◆ Task goal
Write out every entry precisely as given, leaving the pictures out.

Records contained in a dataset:
◆ ◆ ◆
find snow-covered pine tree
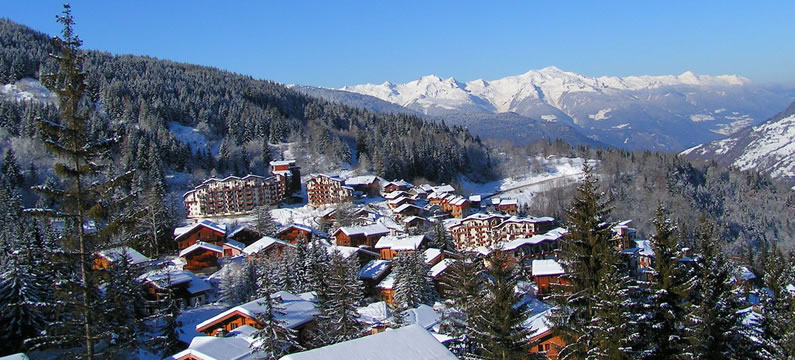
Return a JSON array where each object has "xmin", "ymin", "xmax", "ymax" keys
[
  {"xmin": 254, "ymin": 205, "xmax": 279, "ymax": 236},
  {"xmin": 639, "ymin": 206, "xmax": 692, "ymax": 359},
  {"xmin": 548, "ymin": 162, "xmax": 616, "ymax": 359},
  {"xmin": 468, "ymin": 251, "xmax": 531, "ymax": 360},
  {"xmin": 312, "ymin": 252, "xmax": 364, "ymax": 347},
  {"xmin": 254, "ymin": 264, "xmax": 301, "ymax": 359},
  {"xmin": 685, "ymin": 218, "xmax": 770, "ymax": 359},
  {"xmin": 0, "ymin": 245, "xmax": 51, "ymax": 354},
  {"xmin": 29, "ymin": 4, "xmax": 138, "ymax": 359},
  {"xmin": 442, "ymin": 253, "xmax": 484, "ymax": 356},
  {"xmin": 97, "ymin": 252, "xmax": 146, "ymax": 357},
  {"xmin": 392, "ymin": 251, "xmax": 436, "ymax": 311},
  {"xmin": 760, "ymin": 243, "xmax": 795, "ymax": 359}
]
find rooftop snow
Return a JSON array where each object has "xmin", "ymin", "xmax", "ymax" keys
[{"xmin": 280, "ymin": 325, "xmax": 457, "ymax": 360}]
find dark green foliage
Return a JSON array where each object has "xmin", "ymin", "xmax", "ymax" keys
[{"xmin": 469, "ymin": 252, "xmax": 531, "ymax": 360}]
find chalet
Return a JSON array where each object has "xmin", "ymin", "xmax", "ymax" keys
[
  {"xmin": 242, "ymin": 236, "xmax": 296, "ymax": 260},
  {"xmin": 280, "ymin": 325, "xmax": 457, "ymax": 360},
  {"xmin": 359, "ymin": 260, "xmax": 392, "ymax": 297},
  {"xmin": 402, "ymin": 216, "xmax": 431, "ymax": 231},
  {"xmin": 92, "ymin": 247, "xmax": 152, "ymax": 270},
  {"xmin": 375, "ymin": 272, "xmax": 395, "ymax": 305},
  {"xmin": 269, "ymin": 160, "xmax": 301, "ymax": 197},
  {"xmin": 273, "ymin": 224, "xmax": 323, "ymax": 244},
  {"xmin": 174, "ymin": 220, "xmax": 226, "ymax": 250},
  {"xmin": 525, "ymin": 306, "xmax": 566, "ymax": 360},
  {"xmin": 428, "ymin": 258, "xmax": 456, "ymax": 297},
  {"xmin": 384, "ymin": 180, "xmax": 414, "ymax": 194},
  {"xmin": 196, "ymin": 291, "xmax": 318, "ymax": 341},
  {"xmin": 164, "ymin": 325, "xmax": 270, "ymax": 360},
  {"xmin": 179, "ymin": 241, "xmax": 224, "ymax": 272},
  {"xmin": 332, "ymin": 224, "xmax": 389, "ymax": 247},
  {"xmin": 392, "ymin": 204, "xmax": 422, "ymax": 219},
  {"xmin": 182, "ymin": 175, "xmax": 284, "ymax": 219},
  {"xmin": 345, "ymin": 175, "xmax": 381, "ymax": 196},
  {"xmin": 531, "ymin": 259, "xmax": 568, "ymax": 295},
  {"xmin": 306, "ymin": 174, "xmax": 353, "ymax": 207},
  {"xmin": 375, "ymin": 235, "xmax": 430, "ymax": 260},
  {"xmin": 140, "ymin": 270, "xmax": 212, "ymax": 312}
]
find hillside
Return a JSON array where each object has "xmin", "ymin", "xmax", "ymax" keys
[
  {"xmin": 342, "ymin": 67, "xmax": 795, "ymax": 151},
  {"xmin": 682, "ymin": 103, "xmax": 795, "ymax": 182},
  {"xmin": 0, "ymin": 20, "xmax": 488, "ymax": 200}
]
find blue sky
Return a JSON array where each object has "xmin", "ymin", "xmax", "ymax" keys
[{"xmin": 6, "ymin": 0, "xmax": 795, "ymax": 87}]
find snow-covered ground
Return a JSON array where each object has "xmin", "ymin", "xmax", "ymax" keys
[{"xmin": 461, "ymin": 157, "xmax": 596, "ymax": 205}]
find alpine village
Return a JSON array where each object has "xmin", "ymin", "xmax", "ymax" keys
[{"xmin": 0, "ymin": 5, "xmax": 795, "ymax": 360}]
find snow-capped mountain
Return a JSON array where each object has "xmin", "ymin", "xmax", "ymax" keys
[
  {"xmin": 342, "ymin": 67, "xmax": 793, "ymax": 151},
  {"xmin": 682, "ymin": 103, "xmax": 795, "ymax": 181}
]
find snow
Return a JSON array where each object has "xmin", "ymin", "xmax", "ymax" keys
[
  {"xmin": 281, "ymin": 325, "xmax": 456, "ymax": 360},
  {"xmin": 375, "ymin": 235, "xmax": 427, "ymax": 251},
  {"xmin": 532, "ymin": 259, "xmax": 564, "ymax": 276},
  {"xmin": 359, "ymin": 260, "xmax": 392, "ymax": 280},
  {"xmin": 98, "ymin": 247, "xmax": 151, "ymax": 265},
  {"xmin": 179, "ymin": 241, "xmax": 224, "ymax": 257},
  {"xmin": 243, "ymin": 236, "xmax": 295, "ymax": 255},
  {"xmin": 428, "ymin": 258, "xmax": 455, "ymax": 278},
  {"xmin": 196, "ymin": 291, "xmax": 318, "ymax": 331},
  {"xmin": 0, "ymin": 78, "xmax": 58, "ymax": 104}
]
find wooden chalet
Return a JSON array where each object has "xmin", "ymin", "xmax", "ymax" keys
[
  {"xmin": 332, "ymin": 224, "xmax": 389, "ymax": 247},
  {"xmin": 141, "ymin": 270, "xmax": 212, "ymax": 312},
  {"xmin": 531, "ymin": 259, "xmax": 568, "ymax": 295},
  {"xmin": 196, "ymin": 291, "xmax": 318, "ymax": 339},
  {"xmin": 359, "ymin": 260, "xmax": 392, "ymax": 298},
  {"xmin": 375, "ymin": 235, "xmax": 430, "ymax": 260},
  {"xmin": 273, "ymin": 224, "xmax": 320, "ymax": 245},
  {"xmin": 242, "ymin": 236, "xmax": 296, "ymax": 261},
  {"xmin": 306, "ymin": 174, "xmax": 353, "ymax": 207},
  {"xmin": 92, "ymin": 247, "xmax": 152, "ymax": 270},
  {"xmin": 384, "ymin": 180, "xmax": 414, "ymax": 194}
]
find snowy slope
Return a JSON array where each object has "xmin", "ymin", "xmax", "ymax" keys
◆ ◆ ◆
◆ Result of the task
find snow-covered pine tree
Return a JSON array where each object has "xmin", "ymin", "xmax", "ymax" keys
[
  {"xmin": 254, "ymin": 205, "xmax": 279, "ymax": 236},
  {"xmin": 639, "ymin": 206, "xmax": 692, "ymax": 359},
  {"xmin": 548, "ymin": 162, "xmax": 616, "ymax": 359},
  {"xmin": 468, "ymin": 251, "xmax": 531, "ymax": 360},
  {"xmin": 312, "ymin": 252, "xmax": 364, "ymax": 347},
  {"xmin": 254, "ymin": 264, "xmax": 301, "ymax": 359},
  {"xmin": 685, "ymin": 218, "xmax": 770, "ymax": 359},
  {"xmin": 0, "ymin": 245, "xmax": 51, "ymax": 354},
  {"xmin": 29, "ymin": 4, "xmax": 138, "ymax": 359},
  {"xmin": 442, "ymin": 253, "xmax": 484, "ymax": 356},
  {"xmin": 97, "ymin": 252, "xmax": 146, "ymax": 357},
  {"xmin": 392, "ymin": 251, "xmax": 436, "ymax": 311},
  {"xmin": 760, "ymin": 243, "xmax": 795, "ymax": 359}
]
find rooftop snow
Return a JSON array where each object has "xmin", "ymin", "xmax", "ymax" keys
[{"xmin": 280, "ymin": 325, "xmax": 457, "ymax": 360}]
find dark green foliage
Return a JSON array where each object has "xmin", "ymin", "xmax", "ymax" keys
[{"xmin": 469, "ymin": 252, "xmax": 531, "ymax": 360}]
find chalet
Return a JSON array where each object has "xmin", "ymin", "xmax", "ymax" keys
[
  {"xmin": 242, "ymin": 236, "xmax": 296, "ymax": 260},
  {"xmin": 280, "ymin": 325, "xmax": 457, "ymax": 360},
  {"xmin": 359, "ymin": 260, "xmax": 392, "ymax": 297},
  {"xmin": 402, "ymin": 216, "xmax": 431, "ymax": 231},
  {"xmin": 92, "ymin": 247, "xmax": 152, "ymax": 270},
  {"xmin": 375, "ymin": 272, "xmax": 395, "ymax": 305},
  {"xmin": 269, "ymin": 160, "xmax": 301, "ymax": 197},
  {"xmin": 273, "ymin": 224, "xmax": 323, "ymax": 244},
  {"xmin": 174, "ymin": 220, "xmax": 226, "ymax": 250},
  {"xmin": 525, "ymin": 306, "xmax": 566, "ymax": 360},
  {"xmin": 428, "ymin": 258, "xmax": 456, "ymax": 297},
  {"xmin": 384, "ymin": 180, "xmax": 414, "ymax": 194},
  {"xmin": 196, "ymin": 291, "xmax": 318, "ymax": 341},
  {"xmin": 164, "ymin": 325, "xmax": 270, "ymax": 360},
  {"xmin": 179, "ymin": 241, "xmax": 224, "ymax": 272},
  {"xmin": 332, "ymin": 224, "xmax": 389, "ymax": 247},
  {"xmin": 392, "ymin": 204, "xmax": 422, "ymax": 219},
  {"xmin": 182, "ymin": 175, "xmax": 284, "ymax": 219},
  {"xmin": 345, "ymin": 175, "xmax": 381, "ymax": 196},
  {"xmin": 531, "ymin": 259, "xmax": 568, "ymax": 295},
  {"xmin": 306, "ymin": 174, "xmax": 353, "ymax": 207},
  {"xmin": 375, "ymin": 235, "xmax": 430, "ymax": 260},
  {"xmin": 140, "ymin": 270, "xmax": 212, "ymax": 312}
]
find hillside
Return a JSON array where each object has "xmin", "ymin", "xmax", "ymax" keys
[
  {"xmin": 342, "ymin": 67, "xmax": 795, "ymax": 151},
  {"xmin": 682, "ymin": 103, "xmax": 795, "ymax": 182},
  {"xmin": 0, "ymin": 20, "xmax": 488, "ymax": 200}
]
find blue sky
Return a JSON array where each object has "xmin", "ymin", "xmax", "ymax" keys
[{"xmin": 6, "ymin": 0, "xmax": 795, "ymax": 87}]
find snow-covered ground
Return a JSON array where each object has "xmin", "ymin", "xmax", "ymax" keys
[{"xmin": 461, "ymin": 157, "xmax": 596, "ymax": 205}]
find alpine village
Return a JSON array where each object has "xmin", "ymin", "xmax", "ymax" keys
[{"xmin": 0, "ymin": 5, "xmax": 795, "ymax": 360}]
find snow-capped mountain
Return a JSON array where each object has "xmin", "ymin", "xmax", "ymax" keys
[
  {"xmin": 342, "ymin": 67, "xmax": 793, "ymax": 151},
  {"xmin": 682, "ymin": 103, "xmax": 795, "ymax": 181}
]
find snow
Return a JSON array where each object has "xmin", "ymin", "xmax", "ymax" keys
[
  {"xmin": 281, "ymin": 325, "xmax": 456, "ymax": 360},
  {"xmin": 375, "ymin": 235, "xmax": 427, "ymax": 251},
  {"xmin": 532, "ymin": 259, "xmax": 564, "ymax": 276},
  {"xmin": 359, "ymin": 260, "xmax": 392, "ymax": 280},
  {"xmin": 98, "ymin": 247, "xmax": 151, "ymax": 265},
  {"xmin": 179, "ymin": 241, "xmax": 224, "ymax": 257},
  {"xmin": 243, "ymin": 236, "xmax": 295, "ymax": 255},
  {"xmin": 428, "ymin": 258, "xmax": 455, "ymax": 278},
  {"xmin": 196, "ymin": 291, "xmax": 318, "ymax": 331},
  {"xmin": 0, "ymin": 78, "xmax": 58, "ymax": 104}
]
find wooden chalet
Return a JSON array where each object has "xmin", "ymin", "xmax", "ymax" keys
[
  {"xmin": 332, "ymin": 224, "xmax": 389, "ymax": 247},
  {"xmin": 141, "ymin": 270, "xmax": 212, "ymax": 312},
  {"xmin": 531, "ymin": 259, "xmax": 568, "ymax": 295},
  {"xmin": 196, "ymin": 291, "xmax": 318, "ymax": 339},
  {"xmin": 359, "ymin": 260, "xmax": 392, "ymax": 298},
  {"xmin": 375, "ymin": 235, "xmax": 430, "ymax": 260},
  {"xmin": 273, "ymin": 224, "xmax": 320, "ymax": 245},
  {"xmin": 242, "ymin": 236, "xmax": 296, "ymax": 261},
  {"xmin": 306, "ymin": 174, "xmax": 353, "ymax": 207},
  {"xmin": 92, "ymin": 247, "xmax": 152, "ymax": 270},
  {"xmin": 384, "ymin": 180, "xmax": 414, "ymax": 194}
]
find snowy slope
Return a JSON array where each object has "xmin", "ymin", "xmax", "ymax" keys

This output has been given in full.